**EXERCISE DIRECTIONS**.
Every entry needs to be written out again exactly, with its pictures removed.

**RECORD EXTRACTS**.
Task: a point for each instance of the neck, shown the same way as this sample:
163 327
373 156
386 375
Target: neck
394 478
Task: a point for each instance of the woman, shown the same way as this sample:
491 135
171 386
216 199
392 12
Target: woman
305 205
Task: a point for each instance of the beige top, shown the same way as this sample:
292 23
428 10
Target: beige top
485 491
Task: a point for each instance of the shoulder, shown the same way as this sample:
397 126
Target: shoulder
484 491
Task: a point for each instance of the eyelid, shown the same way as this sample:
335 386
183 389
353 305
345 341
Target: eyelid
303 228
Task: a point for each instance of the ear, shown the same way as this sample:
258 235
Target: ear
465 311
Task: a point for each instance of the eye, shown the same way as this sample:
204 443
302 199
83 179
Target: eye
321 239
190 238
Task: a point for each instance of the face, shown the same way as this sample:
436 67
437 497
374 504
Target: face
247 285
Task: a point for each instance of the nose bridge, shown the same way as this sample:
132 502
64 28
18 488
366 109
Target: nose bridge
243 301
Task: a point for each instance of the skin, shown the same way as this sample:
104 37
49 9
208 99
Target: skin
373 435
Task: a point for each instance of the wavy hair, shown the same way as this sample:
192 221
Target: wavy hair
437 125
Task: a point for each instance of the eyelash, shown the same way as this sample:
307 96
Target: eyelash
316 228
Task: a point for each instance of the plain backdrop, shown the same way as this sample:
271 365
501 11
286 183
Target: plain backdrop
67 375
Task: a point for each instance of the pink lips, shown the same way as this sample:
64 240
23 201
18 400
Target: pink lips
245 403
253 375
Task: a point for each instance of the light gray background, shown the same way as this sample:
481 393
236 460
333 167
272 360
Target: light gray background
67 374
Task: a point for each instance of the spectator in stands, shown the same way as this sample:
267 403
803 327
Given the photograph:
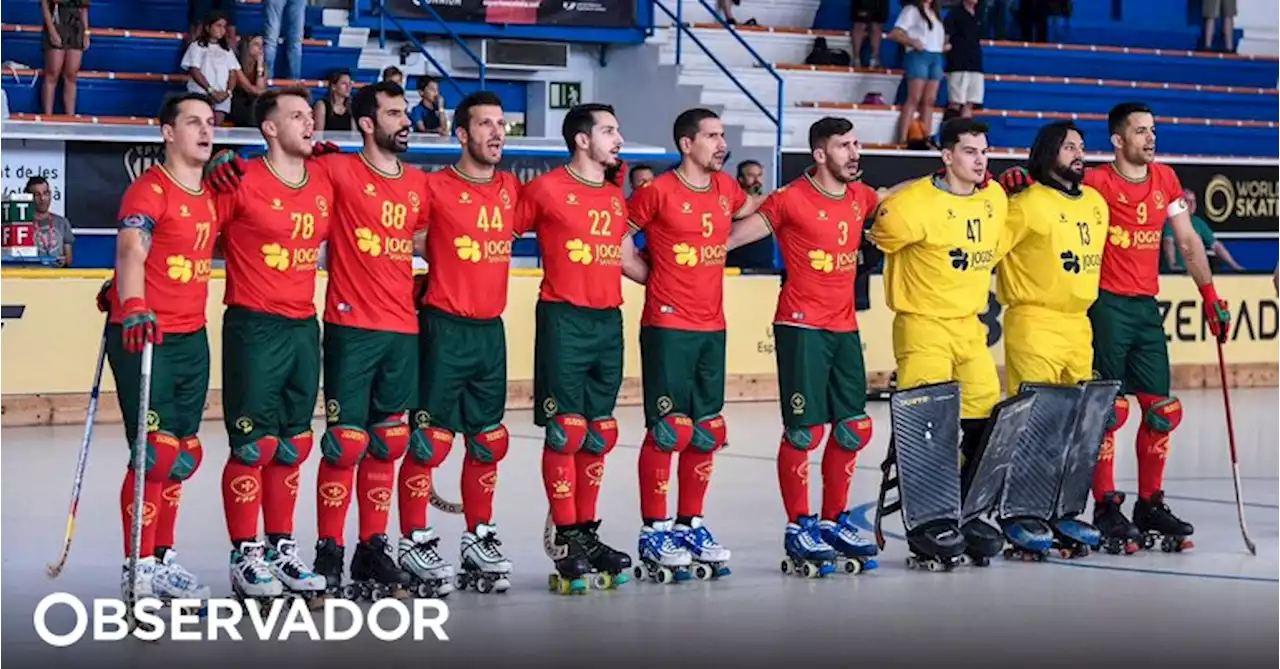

**TASK SOLUTION**.
Task: a point for each instance of the neck, shown the same way as this sample:
163 327
373 156
386 375
Target: neck
394 478
Task: a point for each instance of the woman, shown the same way as this sample:
491 135
171 386
216 199
392 12
Target: woman
305 205
Task: a point for each instance of the beige top, shown the same way as this sample:
292 23
428 10
Target: beige top
485 491
Task: a point for each instance of the shoulder, shown the same way as this sample:
397 126
Target: shoulder
484 491
Task: a point for each instance of the eyelid, shown the same way as this sample:
335 386
183 389
353 305
345 341
Target: eyelid
303 228
Task: a point for each instance of the ear, shown the same way as this sample:
258 235
Target: ear
465 311
Task: a point for each instance of the eye, shown the same way as this sample:
204 443
302 199
83 179
Target: eye
321 239
190 238
Task: a point for each instance of the face, shown the same way as this sample:
436 67
437 497
374 504
Target: face
247 285
Task: a point for each instance of the nose bridge, shown the same way as this sample:
132 502
64 28
18 488
366 109
Target: nose bridge
243 301
Task: a point for each instance of the skin, shown the same way as this sample:
104 37
49 9
208 99
Target: skin
373 435
Task: a point for each instance of the wavy hair, shown the same way as this sample:
192 221
Target: wavy hair
437 125
Task: a point for each instance of the eyelash, shown the same way as this sample:
307 96
Target: eyelash
316 228
Task: a point for each instance of the plain backdrop, shown the same way as this sample:
271 365
501 11
286 183
Target: plain backdrop
67 375
Task: a point for each instance of the pink lips, shown the same way as this sample:
64 240
23 201
18 400
Target: pink lips
245 403
253 375
Task: a point for each instance of the light gray background, shown the same way as this sample:
481 393
236 460
333 167
272 360
Target: light gray background
67 374
Task: a point for each instance of the spectator in stands, shown the same way as this sample:
267 403
803 327
Given the photograph:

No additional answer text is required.